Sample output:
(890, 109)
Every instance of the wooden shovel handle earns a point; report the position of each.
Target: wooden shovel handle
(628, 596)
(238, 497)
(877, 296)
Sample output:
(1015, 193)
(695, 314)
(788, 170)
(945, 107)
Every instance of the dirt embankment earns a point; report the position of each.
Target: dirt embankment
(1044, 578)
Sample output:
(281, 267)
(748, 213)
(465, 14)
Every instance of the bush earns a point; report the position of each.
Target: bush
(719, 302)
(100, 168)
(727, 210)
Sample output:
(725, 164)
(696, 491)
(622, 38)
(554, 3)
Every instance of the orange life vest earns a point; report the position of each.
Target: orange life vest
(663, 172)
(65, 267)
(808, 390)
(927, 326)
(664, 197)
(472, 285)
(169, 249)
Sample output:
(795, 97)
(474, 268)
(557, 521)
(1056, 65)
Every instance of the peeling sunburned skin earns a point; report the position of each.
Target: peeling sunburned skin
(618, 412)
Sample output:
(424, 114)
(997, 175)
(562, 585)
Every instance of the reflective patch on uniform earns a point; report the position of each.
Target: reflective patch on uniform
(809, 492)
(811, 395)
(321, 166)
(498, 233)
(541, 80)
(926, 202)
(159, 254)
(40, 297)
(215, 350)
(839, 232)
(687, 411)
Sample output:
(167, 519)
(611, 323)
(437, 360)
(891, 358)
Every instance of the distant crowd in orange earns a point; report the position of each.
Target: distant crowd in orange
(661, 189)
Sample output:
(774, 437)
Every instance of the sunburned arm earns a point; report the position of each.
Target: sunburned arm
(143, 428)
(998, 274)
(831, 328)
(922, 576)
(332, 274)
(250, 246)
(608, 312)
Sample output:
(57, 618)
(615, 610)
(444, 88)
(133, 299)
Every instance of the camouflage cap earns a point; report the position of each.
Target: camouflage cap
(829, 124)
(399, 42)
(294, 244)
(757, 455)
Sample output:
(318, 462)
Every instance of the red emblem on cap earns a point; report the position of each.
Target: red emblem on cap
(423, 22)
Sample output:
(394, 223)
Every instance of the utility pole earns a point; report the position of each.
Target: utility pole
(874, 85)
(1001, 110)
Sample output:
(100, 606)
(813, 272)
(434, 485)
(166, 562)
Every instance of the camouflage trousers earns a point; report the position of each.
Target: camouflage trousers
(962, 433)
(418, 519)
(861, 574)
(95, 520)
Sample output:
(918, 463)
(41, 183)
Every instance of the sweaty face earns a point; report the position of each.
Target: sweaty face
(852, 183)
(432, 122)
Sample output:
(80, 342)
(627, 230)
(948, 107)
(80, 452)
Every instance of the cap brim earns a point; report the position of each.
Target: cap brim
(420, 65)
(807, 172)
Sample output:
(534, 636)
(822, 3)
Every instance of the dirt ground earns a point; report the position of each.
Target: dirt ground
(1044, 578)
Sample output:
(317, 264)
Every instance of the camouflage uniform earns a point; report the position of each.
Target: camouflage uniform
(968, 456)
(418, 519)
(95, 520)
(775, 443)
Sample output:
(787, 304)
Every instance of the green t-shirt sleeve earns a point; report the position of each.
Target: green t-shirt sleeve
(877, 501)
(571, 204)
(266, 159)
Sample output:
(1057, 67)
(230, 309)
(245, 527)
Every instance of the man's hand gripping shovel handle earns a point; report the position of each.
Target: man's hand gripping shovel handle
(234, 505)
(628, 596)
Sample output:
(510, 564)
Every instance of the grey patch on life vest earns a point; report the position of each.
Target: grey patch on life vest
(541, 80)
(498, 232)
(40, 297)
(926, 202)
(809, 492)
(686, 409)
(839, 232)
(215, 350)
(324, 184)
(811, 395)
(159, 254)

=-=-=-=-=

(What you need to do) All of the entries above need to be reproduced exactly.

(Written answer)
Sample output:
(890, 109)
Every instance of the wooden shovel handle earns a point; report the position of each.
Target: wooden shovel handle
(628, 596)
(238, 497)
(877, 296)
Sample output:
(1015, 193)
(695, 314)
(788, 170)
(945, 107)
Every instance of the dirt embankment earns a point; report the position of each.
Target: dirt embankment
(1044, 578)
Sample output:
(281, 267)
(748, 213)
(465, 14)
Every instance of the bush earns a point; report the position of each.
Target: bush
(719, 302)
(100, 168)
(727, 210)
Sample output:
(725, 164)
(696, 491)
(622, 38)
(554, 3)
Every instance of the orange life vest earns a point; report the position of each.
Target: orange life vest
(663, 172)
(65, 267)
(808, 390)
(927, 326)
(664, 197)
(472, 285)
(169, 249)
Sample output:
(795, 97)
(474, 268)
(557, 521)
(1056, 65)
Every instance of the peeling sunburned skin earns a point; report the position of each.
Target: peeling sunburned skin
(618, 412)
Sample output:
(424, 114)
(997, 175)
(562, 585)
Every instance of the reflective patch on uniform earns a point; report the position of each.
Target: reflective patch on uniform
(809, 492)
(811, 395)
(321, 166)
(498, 233)
(541, 80)
(926, 202)
(159, 254)
(40, 297)
(215, 350)
(839, 232)
(687, 411)
Sample output:
(167, 519)
(611, 323)
(437, 360)
(891, 358)
Every instance of the distant crowd in orange earns a point; report the position of each.
Target: distant crowd in orange
(661, 189)
Sample output:
(774, 437)
Every instance of the sunburned arm earns a point; report the position of each.
Target: sunburned arm
(143, 428)
(998, 274)
(831, 328)
(922, 576)
(332, 274)
(250, 246)
(608, 312)
Sample output:
(57, 618)
(615, 610)
(444, 88)
(133, 299)
Every instance of the camouflage cap earns a point; report the position of each.
Target: camouflage cap
(829, 124)
(399, 42)
(294, 244)
(757, 455)
Sample output:
(318, 462)
Every instance of the red emblem on cap earns a point; report the position of each.
Target: red emblem on cap
(423, 22)
Sample output:
(394, 223)
Every instance of the utility pole earns a point; report the position of each.
Target: utility pole
(874, 85)
(1001, 110)
Sample output:
(100, 606)
(813, 272)
(434, 485)
(166, 562)
Every instance of the camouflage trousers earns a point; report the position of each.
Target: camouflage trousers
(962, 433)
(418, 519)
(861, 574)
(95, 520)
Sample output:
(918, 463)
(41, 183)
Every instance of the sweaty face earns a point; report the position of each.
Target: sweaty face
(852, 183)
(432, 122)
Sample output:
(80, 342)
(627, 230)
(948, 107)
(80, 452)
Every instance of the cap brim earns a point; report the position of each.
Target: cap brim
(420, 65)
(807, 172)
Sample output:
(534, 636)
(822, 3)
Every instance of the dirt ground earns a point; report the position of each.
Target: dirt ground
(1044, 578)
Sample output:
(317, 264)
Every instance of the camouflage uniform earns a point; report the position of each.
Target: camouflage uniform
(968, 456)
(418, 519)
(95, 520)
(775, 443)
Sample output:
(787, 304)
Every instance of the green t-shirt sleeve earns a point; report the position of each.
Target: green t-shirt sleeve
(877, 501)
(571, 204)
(266, 159)
Sample output:
(1057, 67)
(230, 309)
(245, 527)
Every instance of the man's hand gripping shovel handle earns a point; report the position of each.
Target: man's hand gripping shovel handle
(234, 505)
(628, 596)
Sample output:
(510, 564)
Every instance of the grey patch on life vest earns a point; report the position of each.
Target: grey patch on life vest
(541, 80)
(498, 232)
(40, 297)
(926, 202)
(809, 492)
(686, 409)
(839, 232)
(215, 350)
(324, 184)
(811, 395)
(159, 254)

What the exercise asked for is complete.